We were incorporated in the State of Nevada on September 25, 2008.  Our principal executive offices are located at 20 Truman, Suite 204, Irvine, California 92620.  Our telephone and fax numbers are (949) 435-0977 and (949) 861-3123, respectively.

 

Our Current Business

 

Our principal business strategy is to build our business through the acquisition of producing oil and natural gas wells, interests and leases. We plan to ultimately engage in the acquisition and exploration of oil and gas properties and to exploit oil and gas reserves we discover that demonstrate economic feasibility. We plan to explore new oil and natural gas wells and continue on recovery from stripper wells. A stripper well or “marginal well” is an oil well that is nearing the end of its economical life.  Oil wells are generally classified as stripper wells when they produce ten barrels per day or less for any twelve month period. We plan to acquire working interests in oil and natural gas production companies in the United States that are located in oil and gas producing areas.  We believe that there are opportunities in these areas for the development of additional oil and gas reserves. Such new reserves might come from the development of existing but as yet undeveloped reserves as well as from future success in exploration. We seek to add proved reserves and increase production through the use of advanced technologies, including detailed reservoir engineering analysis, drilling development wells utilizing sophisticated techniques and selectively recompleting existing wells. We also focus on reducing the operating costs associated with our properties. We believe that the properties we have acquired have significant potential and in certain cases have not been actively developed in the past.

 

Results of Operations

 

Our consolidated results of operations for the three and nine months ended September 30, 2011 and 2010 include the operation of the Company and our wholly-owned subsidiary New Western Texas Oil and Gas Corporation.

[Data listing]
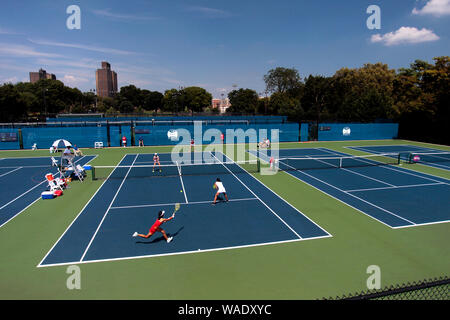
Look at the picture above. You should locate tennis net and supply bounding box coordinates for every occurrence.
[92,160,259,180]
[266,153,400,171]
[409,152,450,163]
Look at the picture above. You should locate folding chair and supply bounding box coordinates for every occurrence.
[45,173,66,191]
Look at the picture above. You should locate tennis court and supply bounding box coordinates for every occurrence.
[0,155,96,228]
[38,152,331,267]
[254,148,450,228]
[347,144,450,170]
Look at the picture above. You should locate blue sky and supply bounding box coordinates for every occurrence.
[0,0,450,98]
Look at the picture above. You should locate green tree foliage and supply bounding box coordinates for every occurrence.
[0,84,26,122]
[264,67,302,94]
[181,87,212,112]
[329,63,395,122]
[227,88,259,114]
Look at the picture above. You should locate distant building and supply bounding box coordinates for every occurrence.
[211,98,231,113]
[30,68,56,83]
[95,61,117,97]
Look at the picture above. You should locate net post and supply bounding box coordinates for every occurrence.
[91,166,97,181]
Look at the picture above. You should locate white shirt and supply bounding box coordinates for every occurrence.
[216,181,227,193]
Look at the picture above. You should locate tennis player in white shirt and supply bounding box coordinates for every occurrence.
[212,178,228,204]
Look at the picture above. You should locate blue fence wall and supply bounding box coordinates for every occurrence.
[0,123,299,150]
[47,116,287,123]
[318,123,398,141]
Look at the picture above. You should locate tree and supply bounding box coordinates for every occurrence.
[227,88,259,114]
[301,75,331,122]
[181,87,212,113]
[264,67,302,93]
[269,92,303,122]
[330,63,395,122]
[0,83,26,122]
[141,90,164,112]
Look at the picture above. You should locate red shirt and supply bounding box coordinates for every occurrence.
[150,219,162,232]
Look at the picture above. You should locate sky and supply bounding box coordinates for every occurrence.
[0,0,450,98]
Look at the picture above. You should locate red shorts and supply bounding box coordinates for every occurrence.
[150,226,159,234]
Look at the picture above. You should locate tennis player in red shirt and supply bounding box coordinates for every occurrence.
[153,153,162,172]
[133,210,175,243]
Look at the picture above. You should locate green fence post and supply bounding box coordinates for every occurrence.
[19,128,23,149]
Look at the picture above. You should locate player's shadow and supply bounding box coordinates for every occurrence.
[136,227,184,244]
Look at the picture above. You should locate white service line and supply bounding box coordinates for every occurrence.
[0,167,23,178]
[176,162,189,203]
[211,153,302,239]
[37,155,126,267]
[110,198,258,210]
[80,154,139,262]
[306,156,395,187]
[320,148,450,185]
[345,182,445,192]
[284,159,415,225]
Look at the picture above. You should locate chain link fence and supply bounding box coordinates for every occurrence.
[324,276,450,300]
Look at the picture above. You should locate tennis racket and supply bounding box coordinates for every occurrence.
[172,203,180,217]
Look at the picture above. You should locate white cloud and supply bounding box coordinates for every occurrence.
[0,43,60,58]
[412,0,450,17]
[61,74,89,88]
[28,39,136,55]
[370,27,439,46]
[186,6,232,18]
[92,9,160,21]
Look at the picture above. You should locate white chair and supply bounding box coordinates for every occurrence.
[52,157,58,167]
[45,173,66,191]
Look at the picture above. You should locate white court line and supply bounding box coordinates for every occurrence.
[322,149,450,185]
[110,198,258,210]
[392,220,450,229]
[0,155,93,228]
[284,159,415,224]
[307,156,395,187]
[246,149,330,237]
[346,182,445,192]
[0,167,23,178]
[37,154,126,267]
[80,154,139,261]
[37,235,330,268]
[344,145,450,170]
[177,162,189,203]
[211,153,302,239]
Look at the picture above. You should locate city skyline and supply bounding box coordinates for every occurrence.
[0,0,450,98]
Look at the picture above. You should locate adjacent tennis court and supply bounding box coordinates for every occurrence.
[39,152,331,267]
[253,146,450,228]
[0,155,96,227]
[348,145,450,170]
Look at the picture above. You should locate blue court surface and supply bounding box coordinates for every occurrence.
[0,156,96,228]
[252,148,450,228]
[347,144,450,170]
[38,153,331,267]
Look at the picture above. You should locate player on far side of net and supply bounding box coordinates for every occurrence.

■ **Problems to solve**:
a – According to the passage about the oil and gas company, what advanced technologies does the company use to add proved reserves and increase production? List each one.
b – Extend the passage about the oil and gas company, beginning after its final sentence.
These lines have no connection to the passage about the oil and gas company.

■ **Answers to the exercises**:
a –
- Detailed reservoir engineering analysis
- Drilling development wells utilizing sophisticated techniques
- Selectively recompleting existing wells

b –
We reported a net loss of $38,494 and $198,960 for the three and nine months ended September 30, 2011, compared to a net loss of $43,822 and $106,497 for the same periods ended September 30, 2010, respectively. The increase in loss was principally attributable primarily due to the increase in payroll costs and legal and professional fees incurred by the Company.

 

Revenues

 

Revenues for the three and nine months ended September 30, 2011 were each $42,567 compared to $0 and $9,569 for the same periods in 2010, respectively. Revenues increased as we focused on drilling and extracting oil, gas and mineral properties and expended funds to develop these properties.

 

Operating Expenses

 

General, and administrative expenses (G&A) for the three and nine months ended September 30, 2011 were $63,608 and $195,465, compared to $41,420 and $91,148 for the same periods in 2010, respectively. G&A expenses increased by $22,188 and $104,317 during the three and nine months ended September 30, 2011 as compared to the same periods in 2010, primarily due to increase in legal and accounting fees, increase in payroll costs and consulting fees, and increase in travel and other administrative expenses.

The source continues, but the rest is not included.